Task list:
- A) Answer these questions from the labor conference report:
(i) Which foundation are Mike and Jan Griffin from?
(ii) With which two organizations is Dave Johnson associated?
(iii) In which cemetery is Mother Jones buried?
- B) Carry the labor conference report forward from its final sentence with a few more paragraphs.

Page extract:
★ ★ ★ ★

Boilermakers Local 484 workers from Meredosia, IL, who were locked out for over a year also came to relay their experiences (which can be seen in the documentary film Lockout 484).  They were accompanied by Mike and Jan Griffin from the War Zone Foundation in Decatur, IL. Mike is a seasoned veteran of the “Road Warriors” campaign in the 1990s, a militant rank and file organization formed to spread the word and build solidarity on a national and international scale for the thousands of workers in central Illinois that were in struggle against the Caterpillar Corporation.  His nuts and bolts advice on how to take the fight to the bosses shows just how creative and energetic the U.S. working class can be.

Rob Wilson, a rank and file leader of UAW workers at Caterpillar in Peoria, IL was also present, and lit a fire under the audience, making clear the urgency of these and future organizing efforts.  Dave Johnson of the Carpenters Union and the IWW in Champaign, IL, also laid out a “give ‘em hell” approach as well as describing the difficulties of being in a union like the Carpenters, which has in effect handed its workers over to the boss on a silver platter.

Rosemary Feurer, a labor historian, gave an important presentation on the life and impact of Mother Jones, explaining why it is that she is buried in United Mine Workers cemetery in Mount Olive, IL, not far from where the conference took place.  The reason?  She wanted to be buried with “her boys” so that their sacrifices and struggle wouldn’t be forgotten. Feurer also emphasized the need for a return to the militant strategies Mother Jones advocated. 

In an interview with Socialist Appeal, Feurer explained, “[Mother Jones] left a legacy for us to use for the present.  She organized families … In order to win a struggle you have to organize in the entire community to support workers in that struggle.”  You can visit www.remembervirden.niu.edu to view a trailer of a documentary film on the Virden Massacre.

★ ★ ★ ★

Information shown:
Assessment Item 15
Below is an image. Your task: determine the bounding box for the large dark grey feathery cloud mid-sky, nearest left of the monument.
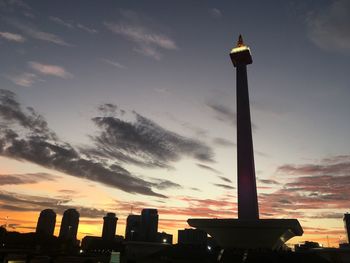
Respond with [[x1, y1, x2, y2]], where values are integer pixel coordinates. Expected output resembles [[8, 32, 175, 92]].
[[85, 104, 213, 168]]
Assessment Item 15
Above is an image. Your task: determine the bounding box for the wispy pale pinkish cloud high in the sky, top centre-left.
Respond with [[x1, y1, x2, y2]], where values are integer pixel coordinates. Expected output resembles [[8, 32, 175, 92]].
[[104, 11, 178, 60]]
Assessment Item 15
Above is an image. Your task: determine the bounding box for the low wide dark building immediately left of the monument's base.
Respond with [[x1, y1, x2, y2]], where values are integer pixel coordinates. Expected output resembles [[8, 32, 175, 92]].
[[177, 228, 208, 246]]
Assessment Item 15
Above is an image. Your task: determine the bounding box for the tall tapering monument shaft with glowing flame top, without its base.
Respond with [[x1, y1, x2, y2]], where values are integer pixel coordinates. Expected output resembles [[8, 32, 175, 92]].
[[230, 35, 259, 220]]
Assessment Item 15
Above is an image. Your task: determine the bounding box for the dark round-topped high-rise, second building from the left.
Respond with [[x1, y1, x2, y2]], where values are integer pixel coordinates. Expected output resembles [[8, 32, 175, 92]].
[[59, 208, 79, 240]]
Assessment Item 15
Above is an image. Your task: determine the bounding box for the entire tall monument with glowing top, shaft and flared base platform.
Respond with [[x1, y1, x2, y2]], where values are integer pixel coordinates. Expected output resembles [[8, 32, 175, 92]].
[[188, 36, 303, 250]]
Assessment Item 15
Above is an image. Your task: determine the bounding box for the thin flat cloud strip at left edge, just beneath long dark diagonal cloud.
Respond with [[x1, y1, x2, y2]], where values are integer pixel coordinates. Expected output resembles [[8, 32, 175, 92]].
[[0, 173, 60, 185]]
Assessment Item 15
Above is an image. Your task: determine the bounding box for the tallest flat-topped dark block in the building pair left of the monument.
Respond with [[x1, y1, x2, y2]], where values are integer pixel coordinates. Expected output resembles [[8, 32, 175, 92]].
[[140, 208, 158, 242]]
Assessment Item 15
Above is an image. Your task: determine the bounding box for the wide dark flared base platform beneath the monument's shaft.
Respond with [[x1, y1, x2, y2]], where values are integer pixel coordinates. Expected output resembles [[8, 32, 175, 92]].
[[187, 219, 303, 250]]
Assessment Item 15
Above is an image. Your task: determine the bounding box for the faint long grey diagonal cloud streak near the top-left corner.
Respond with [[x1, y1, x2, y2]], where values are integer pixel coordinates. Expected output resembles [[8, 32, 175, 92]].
[[5, 19, 72, 46]]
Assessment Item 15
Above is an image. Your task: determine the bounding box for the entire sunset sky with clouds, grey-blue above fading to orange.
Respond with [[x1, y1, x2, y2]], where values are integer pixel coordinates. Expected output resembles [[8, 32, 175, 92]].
[[0, 0, 350, 246]]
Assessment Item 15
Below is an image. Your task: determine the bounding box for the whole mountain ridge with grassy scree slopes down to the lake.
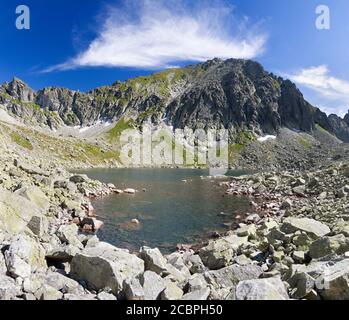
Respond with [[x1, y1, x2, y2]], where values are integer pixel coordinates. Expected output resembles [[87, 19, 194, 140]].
[[0, 59, 349, 170]]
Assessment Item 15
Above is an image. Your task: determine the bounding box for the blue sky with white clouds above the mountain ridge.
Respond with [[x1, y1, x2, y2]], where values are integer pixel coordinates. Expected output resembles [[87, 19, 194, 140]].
[[0, 0, 349, 114]]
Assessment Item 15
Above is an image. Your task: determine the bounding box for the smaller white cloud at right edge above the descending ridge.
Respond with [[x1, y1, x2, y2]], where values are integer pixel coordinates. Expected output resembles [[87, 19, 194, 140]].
[[289, 65, 349, 115]]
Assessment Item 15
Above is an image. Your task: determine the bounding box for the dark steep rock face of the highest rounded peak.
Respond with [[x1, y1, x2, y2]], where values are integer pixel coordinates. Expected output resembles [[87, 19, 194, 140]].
[[167, 60, 281, 132]]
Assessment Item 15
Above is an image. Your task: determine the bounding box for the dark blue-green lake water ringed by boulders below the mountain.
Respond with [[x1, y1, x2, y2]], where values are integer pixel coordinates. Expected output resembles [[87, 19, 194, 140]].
[[80, 169, 249, 252]]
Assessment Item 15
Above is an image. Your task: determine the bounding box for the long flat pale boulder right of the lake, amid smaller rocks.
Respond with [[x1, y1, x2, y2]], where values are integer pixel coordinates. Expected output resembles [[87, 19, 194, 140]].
[[281, 217, 331, 239]]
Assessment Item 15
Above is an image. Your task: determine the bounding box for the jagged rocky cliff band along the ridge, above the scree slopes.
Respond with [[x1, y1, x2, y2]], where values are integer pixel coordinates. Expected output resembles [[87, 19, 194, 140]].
[[0, 59, 349, 141]]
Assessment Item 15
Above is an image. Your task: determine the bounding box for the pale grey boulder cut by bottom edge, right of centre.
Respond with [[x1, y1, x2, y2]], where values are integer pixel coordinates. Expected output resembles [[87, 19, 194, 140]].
[[236, 278, 289, 300]]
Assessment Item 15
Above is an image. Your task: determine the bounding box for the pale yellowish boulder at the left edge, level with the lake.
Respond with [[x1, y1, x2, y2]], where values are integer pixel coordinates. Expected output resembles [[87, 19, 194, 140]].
[[0, 188, 41, 234]]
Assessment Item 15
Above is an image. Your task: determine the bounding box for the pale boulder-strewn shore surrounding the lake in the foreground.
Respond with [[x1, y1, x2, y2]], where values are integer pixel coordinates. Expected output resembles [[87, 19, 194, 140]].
[[0, 155, 349, 300]]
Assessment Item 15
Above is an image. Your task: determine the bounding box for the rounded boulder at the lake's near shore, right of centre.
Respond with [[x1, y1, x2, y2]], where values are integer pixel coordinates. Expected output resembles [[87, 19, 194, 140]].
[[199, 239, 234, 270]]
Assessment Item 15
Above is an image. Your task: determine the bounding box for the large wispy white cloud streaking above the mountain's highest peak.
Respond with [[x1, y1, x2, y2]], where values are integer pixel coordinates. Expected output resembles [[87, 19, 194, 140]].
[[46, 0, 267, 72]]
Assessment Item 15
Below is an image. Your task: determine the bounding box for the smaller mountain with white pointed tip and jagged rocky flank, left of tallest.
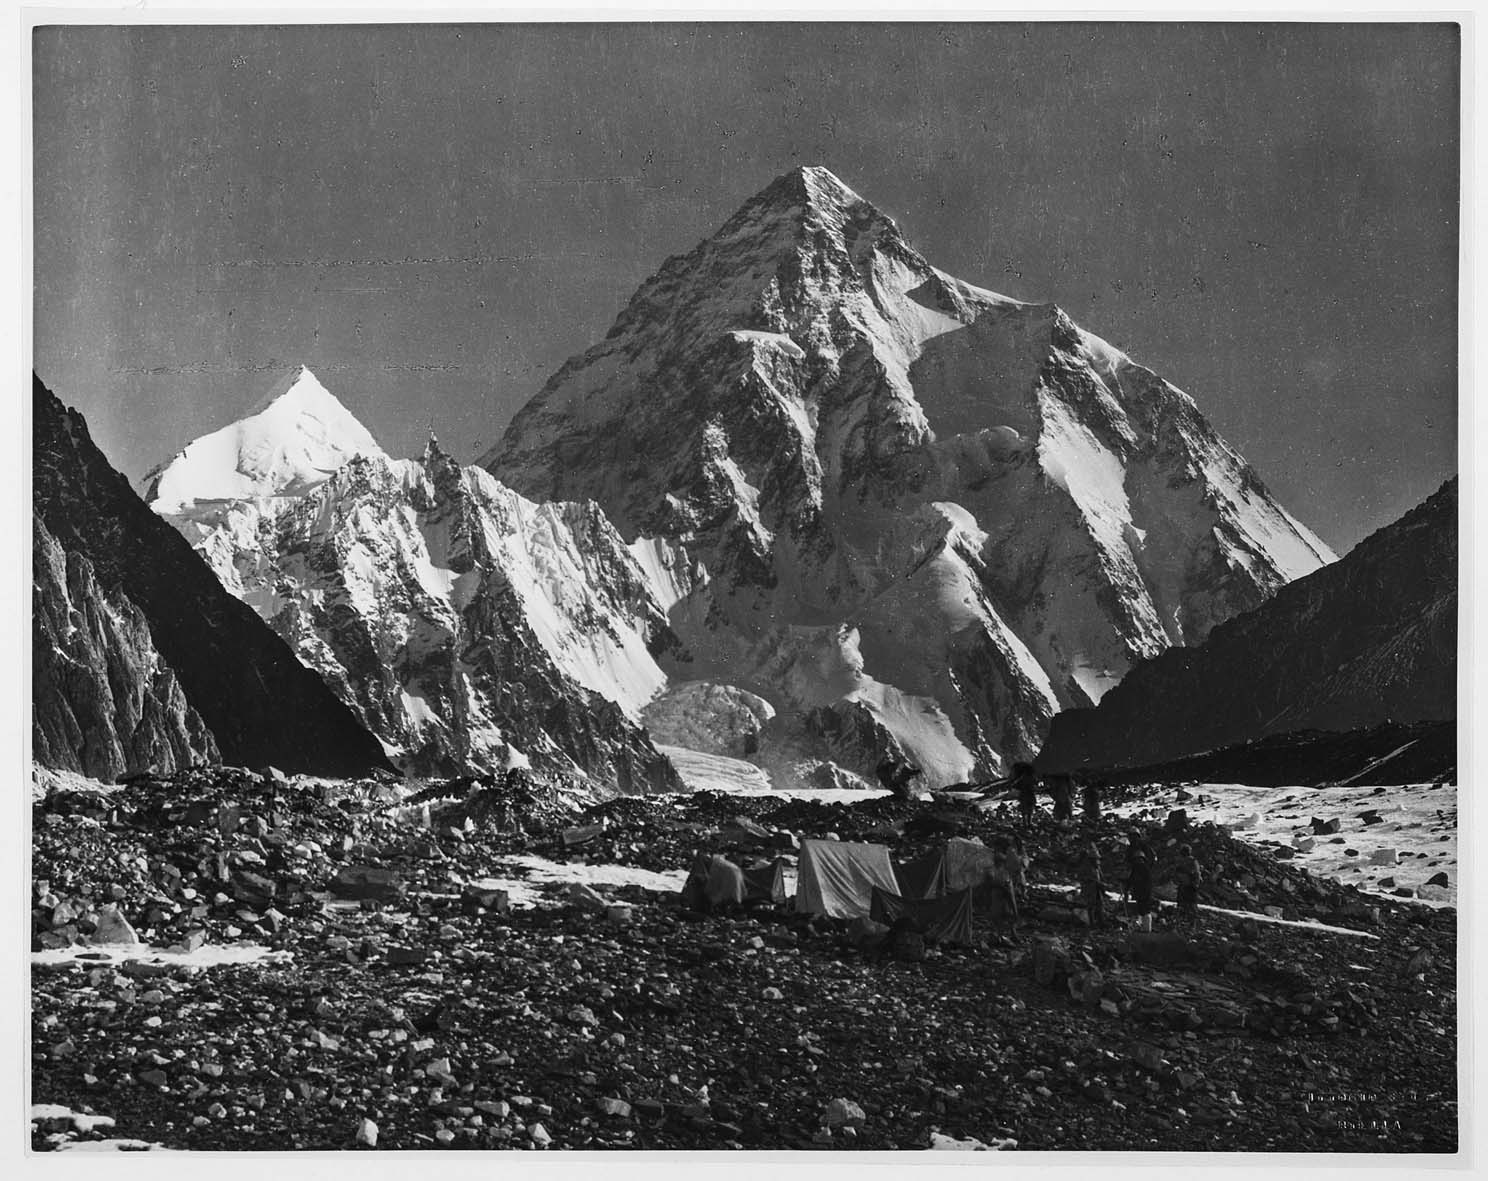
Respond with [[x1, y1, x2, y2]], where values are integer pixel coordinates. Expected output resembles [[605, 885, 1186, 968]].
[[146, 370, 679, 793]]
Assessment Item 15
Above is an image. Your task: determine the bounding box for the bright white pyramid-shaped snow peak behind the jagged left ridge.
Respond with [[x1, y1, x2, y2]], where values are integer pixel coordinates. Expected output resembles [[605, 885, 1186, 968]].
[[141, 367, 382, 513]]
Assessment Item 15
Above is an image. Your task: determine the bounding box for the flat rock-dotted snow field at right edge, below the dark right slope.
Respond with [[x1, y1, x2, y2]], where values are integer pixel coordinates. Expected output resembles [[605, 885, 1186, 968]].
[[1115, 784, 1457, 906]]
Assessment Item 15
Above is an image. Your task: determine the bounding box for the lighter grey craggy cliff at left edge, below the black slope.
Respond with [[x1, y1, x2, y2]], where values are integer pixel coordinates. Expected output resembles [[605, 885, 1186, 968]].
[[31, 515, 219, 782]]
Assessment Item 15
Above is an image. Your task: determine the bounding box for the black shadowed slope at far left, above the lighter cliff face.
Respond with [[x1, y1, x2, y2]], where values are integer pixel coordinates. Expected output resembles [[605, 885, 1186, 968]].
[[33, 368, 387, 775]]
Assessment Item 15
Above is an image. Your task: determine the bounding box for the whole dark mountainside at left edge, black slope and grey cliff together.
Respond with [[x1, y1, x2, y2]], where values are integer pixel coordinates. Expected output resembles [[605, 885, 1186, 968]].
[[31, 378, 388, 778]]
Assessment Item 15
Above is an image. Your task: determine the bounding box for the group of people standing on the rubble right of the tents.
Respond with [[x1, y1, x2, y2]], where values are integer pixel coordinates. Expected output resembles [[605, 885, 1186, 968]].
[[998, 763, 1202, 931]]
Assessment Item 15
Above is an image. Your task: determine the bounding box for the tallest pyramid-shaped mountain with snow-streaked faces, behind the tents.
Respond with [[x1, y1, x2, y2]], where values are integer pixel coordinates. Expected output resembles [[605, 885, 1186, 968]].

★ ★ ★ ★

Task-by-task results:
- A)
(i) The War Zone Foundation in Decatur, IL.
(ii) The Carpenters Union and the IWW in Champaign, IL.
(iii) The United Mine Workers cemetery in Mount Olive, IL.

- B)
The highlight of the first day was when Miguel Campos, a representative from FRETECO in Venezuela, spoke on the movement for workers’ control in that country. He connected those experiences with the struggles of working people here in the U.S., offering a positive example of just how much power the working class has in its hands.  He began with an introduction on the situation in Venezuela before the Bolivarian process took off.  Many were struck by the similarities between the situation faced by workers in Venezuela back then, and that faced by American workers today.  Of course, there are important differences, but as Campos put it:

“Any Venezuelan worker that had been here at this meeting and heard everything that has been said, would have found so many similarities with the situation that existed in the years before the revolutionary process erupted in Venezuela.  It was a situation in which you had a trade union leadership that had completely betrayed and was isolated from the movement; you had two political parties that shared the power back and forth between themselves; people felt that nothing could possibly change, asking themselves: ‘What can we do?’  We can see the same situation in the U.S., and that’s precisely why there will be a big explosion here as well. It’s like a volcano.  All that lava, all that pressure building up, it’s got to find a way out eventually.”

Campos encouraged all in attendance to come to the Pan-American gathering of workers in struggle and in occupied factories that will be taking place in Brazil in December. Campos’ speech was an excellent close to the first day’s proceedings.  (Stay tuned for a full transcript and streaming audio of his speech)

In an interview with Socialist Appeal, Campos explained that in many ways, Venezuelan trade union activists had been taken by surprise by the speed of events.  If they had been better organized and linked up on a national scale before the revolutionary process really took off, Venezuela today could be much further along the road toward democratic workers’ control over the key levers of the economy – that is, further along the road toward socialism.  He was impressed with the militancy of the workers present at the conference, and could see the terrific potential for U.S. workers to start organizing and linking up their struggles on a national scale.  Even bigger struggles are on the horizon, and the time to start preparing for them is now.

The second day featured a debate and discussion on the way forward for the labor movement and several resolutions were passed.  One was passed to support and publicize the struggle of the Elkhart workers, thus far ignored by the UAW (see below for information on how you can support these workers). Another resolution was passed in solidarity with the people of Oaxaca, currently under attack by federal police.  A vote was taken to support and help organize a May Day celebration in 2007, and to link up with the immigrant workers’ movement, which in 2006 reclaimed this historic holiday for all workers in this country.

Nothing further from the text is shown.